Direction — Give every line of the records below as a numbered list, leaving out any blank lines.

══ Exercise inputs

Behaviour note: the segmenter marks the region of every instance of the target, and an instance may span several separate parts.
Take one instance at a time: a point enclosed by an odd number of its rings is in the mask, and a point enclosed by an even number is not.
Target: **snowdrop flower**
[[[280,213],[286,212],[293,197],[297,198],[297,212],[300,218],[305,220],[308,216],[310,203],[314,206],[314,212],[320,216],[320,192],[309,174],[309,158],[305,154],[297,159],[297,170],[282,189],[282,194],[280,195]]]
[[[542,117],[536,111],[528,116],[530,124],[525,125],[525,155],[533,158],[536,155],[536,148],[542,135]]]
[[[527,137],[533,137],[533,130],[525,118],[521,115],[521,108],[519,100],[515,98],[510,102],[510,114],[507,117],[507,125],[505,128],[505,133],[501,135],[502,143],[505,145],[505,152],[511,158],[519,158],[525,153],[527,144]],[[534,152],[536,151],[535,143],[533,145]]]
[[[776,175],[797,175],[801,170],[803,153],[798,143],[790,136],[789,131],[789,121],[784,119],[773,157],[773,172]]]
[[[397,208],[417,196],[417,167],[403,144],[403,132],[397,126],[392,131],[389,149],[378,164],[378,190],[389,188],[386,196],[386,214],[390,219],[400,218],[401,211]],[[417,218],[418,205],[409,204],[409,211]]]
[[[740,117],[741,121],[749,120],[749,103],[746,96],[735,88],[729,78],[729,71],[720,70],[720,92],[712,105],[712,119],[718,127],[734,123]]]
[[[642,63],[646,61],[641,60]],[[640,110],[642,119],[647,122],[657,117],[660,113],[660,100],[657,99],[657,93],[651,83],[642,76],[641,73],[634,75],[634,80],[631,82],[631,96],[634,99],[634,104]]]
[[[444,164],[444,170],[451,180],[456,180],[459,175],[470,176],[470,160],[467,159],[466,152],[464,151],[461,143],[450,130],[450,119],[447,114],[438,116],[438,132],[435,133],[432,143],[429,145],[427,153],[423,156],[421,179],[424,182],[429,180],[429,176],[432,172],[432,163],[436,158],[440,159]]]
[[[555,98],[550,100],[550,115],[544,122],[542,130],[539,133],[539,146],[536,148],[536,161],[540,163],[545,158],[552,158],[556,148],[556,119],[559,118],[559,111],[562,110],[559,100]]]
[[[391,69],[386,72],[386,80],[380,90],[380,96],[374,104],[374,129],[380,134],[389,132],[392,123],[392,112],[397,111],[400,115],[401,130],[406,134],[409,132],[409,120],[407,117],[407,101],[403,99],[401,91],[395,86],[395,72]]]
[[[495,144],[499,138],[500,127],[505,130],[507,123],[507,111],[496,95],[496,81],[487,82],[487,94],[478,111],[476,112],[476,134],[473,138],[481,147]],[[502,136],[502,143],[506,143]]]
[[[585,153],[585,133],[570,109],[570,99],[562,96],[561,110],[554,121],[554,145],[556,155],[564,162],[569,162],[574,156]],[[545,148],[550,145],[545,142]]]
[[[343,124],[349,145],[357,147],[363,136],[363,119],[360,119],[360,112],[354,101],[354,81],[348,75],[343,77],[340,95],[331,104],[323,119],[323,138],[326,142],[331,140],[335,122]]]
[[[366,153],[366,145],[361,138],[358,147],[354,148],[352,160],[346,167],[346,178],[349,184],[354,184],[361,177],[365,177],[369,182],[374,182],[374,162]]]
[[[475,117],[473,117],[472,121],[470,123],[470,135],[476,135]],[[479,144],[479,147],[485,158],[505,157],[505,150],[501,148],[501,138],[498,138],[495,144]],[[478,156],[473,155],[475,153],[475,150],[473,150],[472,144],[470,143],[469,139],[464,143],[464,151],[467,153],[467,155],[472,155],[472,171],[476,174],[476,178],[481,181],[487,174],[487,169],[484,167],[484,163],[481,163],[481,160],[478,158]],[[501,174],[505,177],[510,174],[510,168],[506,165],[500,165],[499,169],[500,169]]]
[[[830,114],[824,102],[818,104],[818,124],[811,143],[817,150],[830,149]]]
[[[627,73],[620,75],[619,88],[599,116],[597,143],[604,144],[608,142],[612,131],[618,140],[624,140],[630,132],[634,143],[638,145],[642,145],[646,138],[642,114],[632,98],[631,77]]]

════

Final result —
1. Behaviour note: the segmenter marks the region of every instance of the target, and an instance may span several separate parts.
2. Take one instance at a time: a point enclosed by an odd number of its rings is in the mask, and a point enclosed by an even number is not.
3. Target: **snowdrop flower**
4. [[[280,213],[286,212],[293,197],[297,198],[297,212],[300,218],[305,220],[308,216],[310,203],[314,206],[314,212],[320,216],[320,192],[309,174],[309,158],[305,154],[297,159],[297,170],[282,189],[282,194],[280,195]]]
5. [[[542,117],[536,111],[528,116],[530,124],[525,125],[525,155],[533,158],[536,155],[536,148],[542,135]]]
6. [[[527,137],[533,137],[533,130],[525,118],[521,115],[521,108],[519,100],[515,98],[510,102],[510,114],[507,117],[507,125],[505,128],[505,133],[501,135],[502,143],[505,145],[505,152],[511,158],[519,158],[525,153],[527,144]],[[534,152],[536,151],[535,143],[533,145]]]
7. [[[776,175],[797,175],[801,170],[803,153],[798,143],[790,136],[789,131],[789,121],[784,119],[773,157],[773,172]]]
8. [[[397,208],[417,196],[417,167],[403,144],[403,132],[397,126],[392,131],[389,149],[378,164],[378,190],[389,188],[386,196],[386,214],[390,219],[400,218],[401,211]],[[417,218],[418,205],[409,204],[409,211]]]
9. [[[740,117],[741,121],[749,120],[749,103],[746,96],[735,88],[729,78],[729,71],[720,70],[720,92],[712,105],[712,119],[718,127],[734,123]]]
10. [[[642,63],[646,61],[641,60]],[[640,110],[642,119],[647,122],[657,117],[660,113],[660,100],[657,99],[657,93],[651,83],[642,76],[641,73],[634,75],[634,80],[631,82],[631,96],[634,99],[634,104]]]
11. [[[444,164],[444,170],[451,180],[456,180],[459,175],[470,176],[470,160],[467,159],[466,152],[464,151],[461,143],[450,130],[450,119],[447,114],[438,116],[438,132],[435,133],[432,143],[429,145],[427,153],[423,156],[421,179],[424,182],[429,180],[429,176],[432,172],[432,163],[436,158],[440,159]]]
12. [[[555,98],[550,100],[550,115],[544,122],[542,130],[539,133],[539,146],[536,148],[536,161],[540,163],[545,158],[552,158],[556,148],[556,119],[559,118],[559,111],[562,110],[559,100]]]
13. [[[391,69],[386,72],[386,80],[380,90],[380,96],[374,104],[374,129],[380,134],[389,132],[392,123],[392,112],[397,111],[400,115],[401,130],[406,134],[409,132],[409,120],[407,117],[407,101],[403,99],[401,91],[395,86],[395,72]]]
14. [[[495,144],[499,138],[500,127],[505,130],[507,123],[507,111],[496,95],[496,81],[487,82],[487,94],[478,111],[476,112],[476,134],[473,138],[481,147]],[[502,136],[502,143],[506,143]]]
15. [[[585,153],[585,133],[570,109],[570,99],[562,96],[561,110],[554,121],[554,145],[556,155],[564,162],[569,162],[574,156]],[[545,148],[550,145],[545,142]]]
16. [[[343,124],[349,145],[357,147],[363,136],[363,119],[360,119],[360,112],[354,101],[354,81],[348,75],[343,77],[340,95],[331,104],[323,119],[323,138],[326,142],[331,140],[335,122]]]
17. [[[366,153],[366,145],[361,138],[358,147],[354,148],[352,160],[346,167],[346,178],[349,184],[354,184],[361,177],[365,177],[369,182],[374,182],[374,162]]]
18. [[[475,117],[473,117],[472,121],[470,123],[470,135],[476,135]],[[479,144],[479,147],[485,158],[505,157],[505,150],[501,148],[501,138],[498,138],[495,144]],[[478,156],[473,155],[475,153],[475,150],[473,150],[472,144],[470,143],[469,139],[464,143],[464,151],[467,153],[467,155],[472,155],[472,171],[476,174],[476,178],[481,181],[487,174],[487,169],[484,167],[484,163],[481,163],[481,160],[478,158]],[[501,174],[505,177],[510,174],[510,168],[506,165],[500,165],[499,169],[500,169]]]
19. [[[830,114],[824,102],[818,104],[818,124],[811,143],[817,150],[830,149]]]
20. [[[627,73],[620,75],[619,88],[599,116],[597,143],[604,144],[608,142],[612,131],[618,140],[624,140],[630,132],[634,143],[638,145],[642,145],[646,138],[642,114],[632,98],[631,77]]]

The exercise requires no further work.